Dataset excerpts

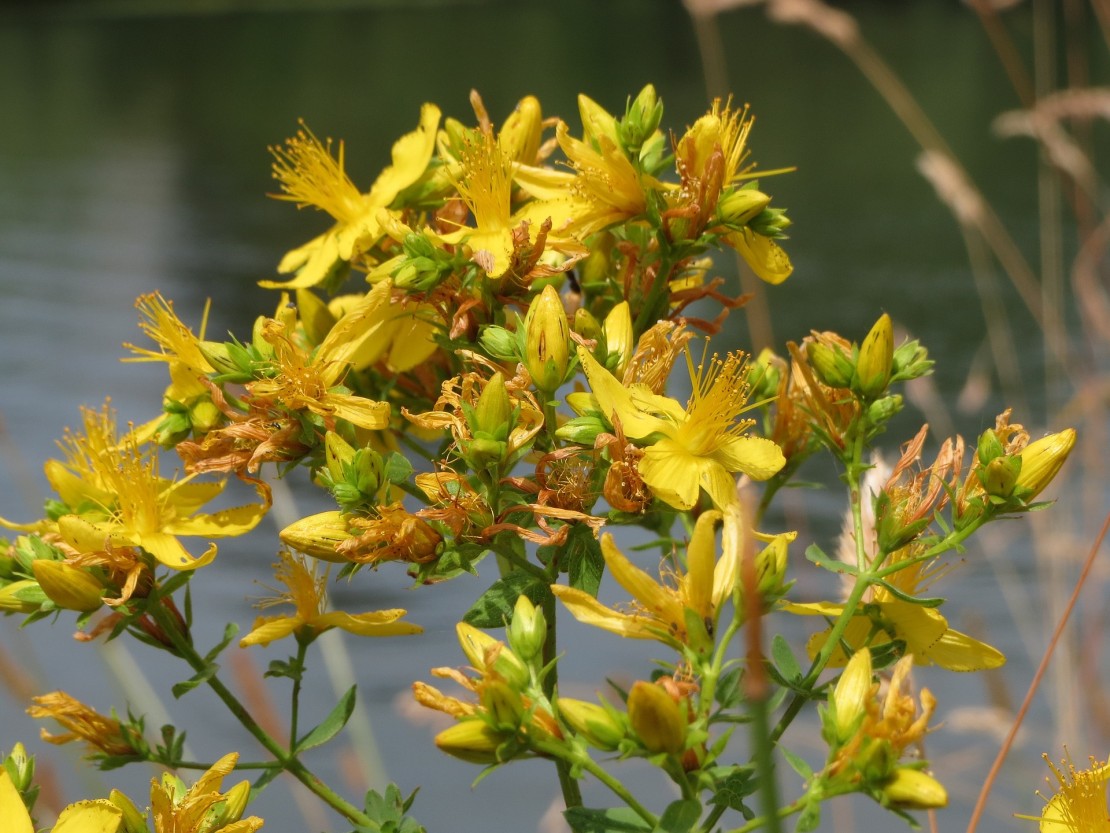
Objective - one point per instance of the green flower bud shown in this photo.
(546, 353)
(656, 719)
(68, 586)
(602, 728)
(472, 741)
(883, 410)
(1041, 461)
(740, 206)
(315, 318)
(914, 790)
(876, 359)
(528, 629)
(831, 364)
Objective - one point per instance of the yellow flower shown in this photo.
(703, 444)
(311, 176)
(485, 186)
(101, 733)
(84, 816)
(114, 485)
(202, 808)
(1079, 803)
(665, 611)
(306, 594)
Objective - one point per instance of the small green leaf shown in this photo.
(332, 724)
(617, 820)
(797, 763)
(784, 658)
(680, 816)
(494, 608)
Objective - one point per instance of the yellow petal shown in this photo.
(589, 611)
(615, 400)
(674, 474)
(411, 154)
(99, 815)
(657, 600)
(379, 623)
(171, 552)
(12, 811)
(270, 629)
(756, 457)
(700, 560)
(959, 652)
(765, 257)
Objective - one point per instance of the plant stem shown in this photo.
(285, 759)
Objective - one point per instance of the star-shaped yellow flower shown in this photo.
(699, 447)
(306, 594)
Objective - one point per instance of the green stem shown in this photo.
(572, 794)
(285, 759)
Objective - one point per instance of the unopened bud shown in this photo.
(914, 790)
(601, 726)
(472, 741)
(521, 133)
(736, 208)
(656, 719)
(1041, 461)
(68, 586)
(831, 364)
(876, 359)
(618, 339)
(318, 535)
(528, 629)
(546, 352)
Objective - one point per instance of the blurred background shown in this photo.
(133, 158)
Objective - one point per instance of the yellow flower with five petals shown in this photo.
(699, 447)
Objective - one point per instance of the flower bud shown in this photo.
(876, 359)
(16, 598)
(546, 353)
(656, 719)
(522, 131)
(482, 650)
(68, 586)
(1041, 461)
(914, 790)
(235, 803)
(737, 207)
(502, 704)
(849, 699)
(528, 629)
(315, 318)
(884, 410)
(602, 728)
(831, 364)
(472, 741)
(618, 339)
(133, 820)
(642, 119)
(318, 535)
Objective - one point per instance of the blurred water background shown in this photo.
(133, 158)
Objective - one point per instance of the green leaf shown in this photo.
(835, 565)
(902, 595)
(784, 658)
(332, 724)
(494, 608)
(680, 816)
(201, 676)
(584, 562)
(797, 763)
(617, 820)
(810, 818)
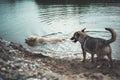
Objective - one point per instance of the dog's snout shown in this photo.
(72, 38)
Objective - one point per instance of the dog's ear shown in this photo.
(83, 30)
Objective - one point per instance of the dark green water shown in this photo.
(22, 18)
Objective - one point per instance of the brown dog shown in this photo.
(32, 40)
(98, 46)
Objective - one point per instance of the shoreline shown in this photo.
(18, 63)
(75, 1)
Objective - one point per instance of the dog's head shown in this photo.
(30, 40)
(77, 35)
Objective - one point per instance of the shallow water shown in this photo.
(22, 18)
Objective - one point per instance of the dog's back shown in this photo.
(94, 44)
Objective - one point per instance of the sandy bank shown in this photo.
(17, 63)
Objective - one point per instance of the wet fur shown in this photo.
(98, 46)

- **EXERCISE DETAILS**
Copy the lines starting at the line that contains "Objective - one point per instance of the green leaf" and running to the final line of the entries, inclusive; omit all pictures.

- **ANSWER SECTION**
Objective - one point per instance of the green leaf shown in this photo.
(835, 565)
(902, 595)
(784, 658)
(332, 724)
(494, 608)
(680, 816)
(201, 676)
(584, 562)
(797, 763)
(617, 820)
(810, 818)
Objective - one point per instance of the dog's snout shown in this photo.
(72, 38)
Objective - one point per instance of the dog's ear shown in this photo.
(83, 30)
Objective - one point per instance of the dark green water shown in this photo.
(22, 18)
Objective - one point per instance of the brown dog shown in this photo.
(32, 40)
(98, 46)
Objective - one point per instance of the shoreline shown in this photo.
(18, 63)
(75, 1)
Objective - one point per instance of the dog's head shown in this photo.
(30, 40)
(77, 35)
Objective - one point per instance of the shallow water shown in this photo.
(22, 18)
Objective - one point per instance of the dog's back shown in this photo.
(94, 44)
Objective - one point per instance of the sandy bank shown in this photo.
(17, 63)
Objective - one point per instance of the wet fur shown in this photo.
(98, 46)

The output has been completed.